> [OBJETIVO DO EXERCÍCIO] Por favor, dê continuidade ao texto abaixo sobre os acordos da Venezuela com as companhias aéreas, começando logo após a última frase dele.

> [TRECHO FORNECIDO]
====

Expectativa de normalização
Apesar de ter alegado que voos estão sendo desviados para o Brasil pela Copa do Mundo e que as empresas que saíssem do país em meio ao que denomina como uma “guerra econômica” não voltariam, o governo tem se reunido com empresas aéreas e realizou propostas de calendário para a conversão a dólares das quantias que não puderam ser repatriadas.
Na última sexta-feira (06/06), o ministro venezuelano de Transporte Aquático e Aéreo, Hebert García Plaza, anunciou o pagamento da dívida referente a 2012 e 2013 a seis companhias: Tame Equador, Avianca, Tiara Air, Aeroméxico, Insel Air e Aruba Airlines. “Estaremos anunciando outras empresas aéreas com as quais assinamos acordos e que o respectivo pagamento está sendo gestado”, escreveu em sua conta de Twitter.
A brasileira Gol Linhas Aéreas chegou hoje (10/06) a um acordo com o governo venezuelano para a conversão do saldo acumulado no país até 2013 em parcelas semestrais até 2016. O diretor de Relações Institucionais do grupo Gol, Alberto Fajerman, informou a Opera Mundi que a primeira parcela será paga de forma imediata e que também se assumiu o compromisso de que a situação de 2014 até o momento seja resolvida.
No Formulário de Referência 2014 disponível em seu site, a Gol registra que até o fim de março seu caixa mantido na Venezuela totalizava cerca de R$ 350 milhões e que reconheceu, em 31 de março, uma perda com variação cambial de R$ 75,9 milhões. “(…) impactaram nosso resultado financeiro, sem impactar os resultados operacionais”, expressa o texto.

====

> [LISTAGEM]
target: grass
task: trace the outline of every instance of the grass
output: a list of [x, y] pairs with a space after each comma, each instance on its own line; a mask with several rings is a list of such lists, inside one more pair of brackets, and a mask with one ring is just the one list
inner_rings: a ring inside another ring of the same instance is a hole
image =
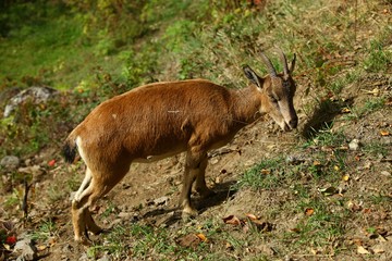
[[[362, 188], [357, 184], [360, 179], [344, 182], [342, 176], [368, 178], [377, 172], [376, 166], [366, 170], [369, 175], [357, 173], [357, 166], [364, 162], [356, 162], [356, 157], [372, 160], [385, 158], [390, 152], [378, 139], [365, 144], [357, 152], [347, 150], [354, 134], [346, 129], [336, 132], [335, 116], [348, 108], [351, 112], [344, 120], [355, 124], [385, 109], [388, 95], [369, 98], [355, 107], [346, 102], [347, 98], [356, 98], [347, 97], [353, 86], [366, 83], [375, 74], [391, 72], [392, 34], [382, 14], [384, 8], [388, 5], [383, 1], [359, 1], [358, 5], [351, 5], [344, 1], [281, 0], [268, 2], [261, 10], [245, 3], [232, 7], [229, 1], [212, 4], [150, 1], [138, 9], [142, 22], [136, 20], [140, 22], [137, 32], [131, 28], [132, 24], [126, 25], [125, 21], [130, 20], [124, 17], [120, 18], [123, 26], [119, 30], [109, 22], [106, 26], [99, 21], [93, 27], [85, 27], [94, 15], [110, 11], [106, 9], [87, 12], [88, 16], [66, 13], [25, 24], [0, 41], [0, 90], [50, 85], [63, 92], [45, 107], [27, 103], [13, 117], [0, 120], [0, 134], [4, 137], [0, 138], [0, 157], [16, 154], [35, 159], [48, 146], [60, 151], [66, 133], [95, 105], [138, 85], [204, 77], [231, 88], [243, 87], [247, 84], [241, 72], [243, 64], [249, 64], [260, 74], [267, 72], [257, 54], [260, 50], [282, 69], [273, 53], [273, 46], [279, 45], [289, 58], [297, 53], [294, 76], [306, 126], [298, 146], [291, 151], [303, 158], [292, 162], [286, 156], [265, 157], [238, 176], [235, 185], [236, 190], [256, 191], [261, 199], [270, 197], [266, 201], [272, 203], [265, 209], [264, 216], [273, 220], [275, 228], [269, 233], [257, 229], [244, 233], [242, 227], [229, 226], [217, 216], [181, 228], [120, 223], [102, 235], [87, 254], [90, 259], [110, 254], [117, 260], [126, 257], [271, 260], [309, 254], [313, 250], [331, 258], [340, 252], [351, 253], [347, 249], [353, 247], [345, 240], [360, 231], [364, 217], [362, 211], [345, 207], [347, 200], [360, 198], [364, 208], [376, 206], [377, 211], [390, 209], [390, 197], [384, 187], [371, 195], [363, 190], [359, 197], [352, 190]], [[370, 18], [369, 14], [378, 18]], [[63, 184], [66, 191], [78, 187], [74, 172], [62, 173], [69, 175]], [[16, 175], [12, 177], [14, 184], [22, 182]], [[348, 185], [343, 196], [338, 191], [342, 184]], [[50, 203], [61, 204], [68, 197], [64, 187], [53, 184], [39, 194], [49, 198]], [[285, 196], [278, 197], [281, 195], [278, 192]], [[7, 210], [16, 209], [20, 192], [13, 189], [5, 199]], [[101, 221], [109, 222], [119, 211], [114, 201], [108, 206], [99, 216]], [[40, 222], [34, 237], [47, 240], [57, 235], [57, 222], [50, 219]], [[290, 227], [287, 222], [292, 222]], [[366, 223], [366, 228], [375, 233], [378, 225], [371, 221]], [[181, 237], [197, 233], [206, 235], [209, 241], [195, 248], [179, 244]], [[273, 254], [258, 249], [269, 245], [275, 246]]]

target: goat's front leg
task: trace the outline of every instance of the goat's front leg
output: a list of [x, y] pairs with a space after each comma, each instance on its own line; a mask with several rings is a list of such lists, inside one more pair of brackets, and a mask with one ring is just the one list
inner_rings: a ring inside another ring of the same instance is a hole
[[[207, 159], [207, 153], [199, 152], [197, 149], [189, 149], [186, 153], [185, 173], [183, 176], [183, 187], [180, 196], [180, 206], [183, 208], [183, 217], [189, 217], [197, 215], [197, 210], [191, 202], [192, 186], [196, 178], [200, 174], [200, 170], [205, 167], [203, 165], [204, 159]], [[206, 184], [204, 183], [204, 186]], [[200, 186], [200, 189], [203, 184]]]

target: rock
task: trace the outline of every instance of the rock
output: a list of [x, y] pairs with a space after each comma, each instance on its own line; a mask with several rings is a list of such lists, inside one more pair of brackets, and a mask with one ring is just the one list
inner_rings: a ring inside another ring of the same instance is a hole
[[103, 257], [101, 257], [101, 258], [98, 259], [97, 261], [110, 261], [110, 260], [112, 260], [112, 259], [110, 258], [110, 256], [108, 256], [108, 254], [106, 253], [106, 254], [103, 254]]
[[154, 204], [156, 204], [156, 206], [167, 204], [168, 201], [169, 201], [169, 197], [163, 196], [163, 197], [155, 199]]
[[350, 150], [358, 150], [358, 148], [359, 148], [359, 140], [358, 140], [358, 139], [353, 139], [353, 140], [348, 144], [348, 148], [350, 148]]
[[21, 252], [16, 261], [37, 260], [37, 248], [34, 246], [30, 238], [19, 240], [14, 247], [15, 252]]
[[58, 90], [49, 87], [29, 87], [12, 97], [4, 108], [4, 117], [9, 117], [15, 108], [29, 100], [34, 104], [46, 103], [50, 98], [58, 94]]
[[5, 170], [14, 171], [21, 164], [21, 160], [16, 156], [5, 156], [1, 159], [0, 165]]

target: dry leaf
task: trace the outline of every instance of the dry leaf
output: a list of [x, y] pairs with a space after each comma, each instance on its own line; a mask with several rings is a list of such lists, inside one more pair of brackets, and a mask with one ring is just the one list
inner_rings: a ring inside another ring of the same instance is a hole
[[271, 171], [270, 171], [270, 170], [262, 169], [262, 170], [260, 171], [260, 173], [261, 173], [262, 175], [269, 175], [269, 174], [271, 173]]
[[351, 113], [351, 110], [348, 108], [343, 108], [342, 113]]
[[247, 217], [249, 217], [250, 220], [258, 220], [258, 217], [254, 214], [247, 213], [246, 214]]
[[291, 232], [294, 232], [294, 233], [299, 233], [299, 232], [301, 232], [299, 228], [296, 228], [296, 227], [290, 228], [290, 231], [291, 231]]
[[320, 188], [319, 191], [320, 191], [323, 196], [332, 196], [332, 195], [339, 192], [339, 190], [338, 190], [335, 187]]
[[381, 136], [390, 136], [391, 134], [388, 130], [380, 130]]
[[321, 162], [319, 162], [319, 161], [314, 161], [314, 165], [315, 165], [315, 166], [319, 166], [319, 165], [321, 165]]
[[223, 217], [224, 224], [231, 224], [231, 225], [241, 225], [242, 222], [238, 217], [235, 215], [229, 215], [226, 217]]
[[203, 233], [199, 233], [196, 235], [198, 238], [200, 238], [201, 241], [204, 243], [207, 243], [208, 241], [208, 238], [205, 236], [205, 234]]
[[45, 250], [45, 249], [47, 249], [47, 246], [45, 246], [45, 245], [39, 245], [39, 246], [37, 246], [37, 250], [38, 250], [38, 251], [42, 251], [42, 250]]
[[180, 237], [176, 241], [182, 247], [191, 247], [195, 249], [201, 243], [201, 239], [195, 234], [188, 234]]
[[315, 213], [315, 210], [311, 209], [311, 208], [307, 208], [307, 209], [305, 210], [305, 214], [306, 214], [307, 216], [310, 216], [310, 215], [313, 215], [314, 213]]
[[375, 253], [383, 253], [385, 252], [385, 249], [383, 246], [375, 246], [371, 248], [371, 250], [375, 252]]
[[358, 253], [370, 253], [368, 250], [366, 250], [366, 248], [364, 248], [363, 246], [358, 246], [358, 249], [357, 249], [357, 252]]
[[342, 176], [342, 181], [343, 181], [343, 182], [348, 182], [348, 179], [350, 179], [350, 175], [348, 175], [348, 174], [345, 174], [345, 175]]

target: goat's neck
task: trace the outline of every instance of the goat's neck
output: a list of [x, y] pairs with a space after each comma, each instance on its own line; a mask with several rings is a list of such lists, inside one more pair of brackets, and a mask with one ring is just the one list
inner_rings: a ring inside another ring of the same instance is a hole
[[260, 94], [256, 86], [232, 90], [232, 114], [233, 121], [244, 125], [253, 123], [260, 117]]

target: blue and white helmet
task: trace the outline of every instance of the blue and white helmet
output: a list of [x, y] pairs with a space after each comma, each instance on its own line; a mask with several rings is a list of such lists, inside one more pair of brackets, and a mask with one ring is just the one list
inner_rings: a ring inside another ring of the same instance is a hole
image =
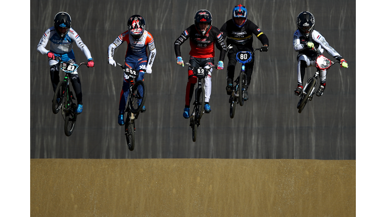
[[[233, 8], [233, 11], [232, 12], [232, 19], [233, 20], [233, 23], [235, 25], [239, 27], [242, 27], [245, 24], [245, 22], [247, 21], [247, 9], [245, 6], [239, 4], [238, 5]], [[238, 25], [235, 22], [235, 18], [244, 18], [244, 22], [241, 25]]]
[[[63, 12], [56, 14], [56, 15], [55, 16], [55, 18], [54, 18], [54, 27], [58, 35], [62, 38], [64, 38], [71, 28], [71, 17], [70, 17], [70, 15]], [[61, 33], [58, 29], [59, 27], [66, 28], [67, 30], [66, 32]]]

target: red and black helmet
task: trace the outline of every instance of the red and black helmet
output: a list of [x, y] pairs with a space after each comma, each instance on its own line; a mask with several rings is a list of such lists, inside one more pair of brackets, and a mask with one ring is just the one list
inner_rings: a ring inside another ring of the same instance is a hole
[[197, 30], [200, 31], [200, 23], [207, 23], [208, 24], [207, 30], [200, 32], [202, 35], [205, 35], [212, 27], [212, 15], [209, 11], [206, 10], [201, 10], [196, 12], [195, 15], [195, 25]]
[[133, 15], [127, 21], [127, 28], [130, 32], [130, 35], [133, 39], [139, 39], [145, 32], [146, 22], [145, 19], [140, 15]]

====

> [RESPOSTA DESTA TAREFA]
Após chegar ao recente acordo, Fajerman disse que a empresa quer “se estabelecer mais solidamente” na Venezuela e procura um local para ter uma sede própria em Caracas. De fato, apesar da dificuldade para repatriar o saldo das operações desde o final de 2012, a Gol foi a única companhia aérea que aumentou frequências à Venezuela, de acordo com um informe da Alav atualizado em 20 de maio. A empresa aumentou de 7 para 11 as frequências semanais ao país, que serve como escala de rotas para Aruba e República Dominicana.
Redução de voos
A companhia brasileira atuou na contramão da tendência: o informe da Alav aponta que, de 2013 a 2014, a Aeroméxico diminuiu 23% dos assentos disponíveis, a Air France, 26%, a Air Europa, 43%, a American Airlines, 19%, a Copa Airlines, 45%, a Delta Airlines, 6%, a Iberia, 31%, a LAN Peru, 63% e a Air Canadá, 20%, antes de realizar seu último voo à Venezuela em 16 de março. A Avianca, por sua vez, reduziu em 66% os assentos e frequências, e a Tiara Air em 85%.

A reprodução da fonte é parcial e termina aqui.